#### Work order
The whole listing, please: repeat it exactly, with the pictures left out.

#### Records to use
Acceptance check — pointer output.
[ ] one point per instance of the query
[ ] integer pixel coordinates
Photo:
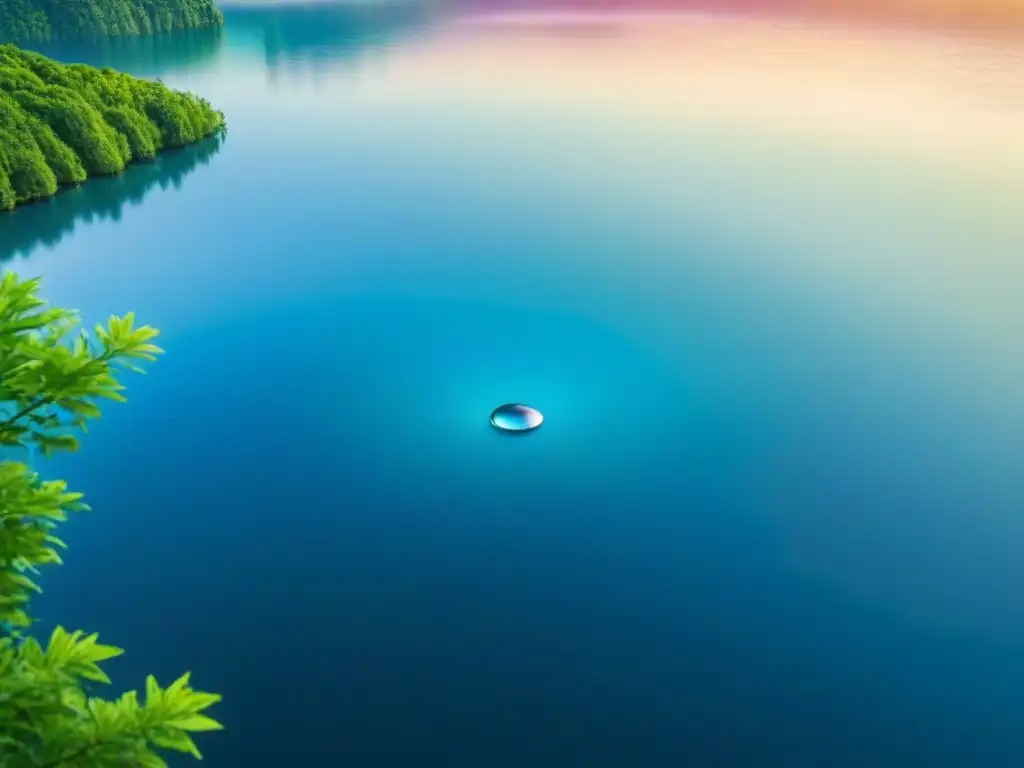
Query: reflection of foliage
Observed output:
(145, 55)
(52, 377)
(313, 32)
(46, 223)
(34, 20)
(60, 124)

#### The answer
Acceptance check — pointer output.
[ ] one point per instance of the query
[ ] integer pixel coordinates
Photo:
Query: reflection of foliage
Observed output:
(145, 55)
(52, 377)
(313, 32)
(46, 223)
(34, 20)
(60, 124)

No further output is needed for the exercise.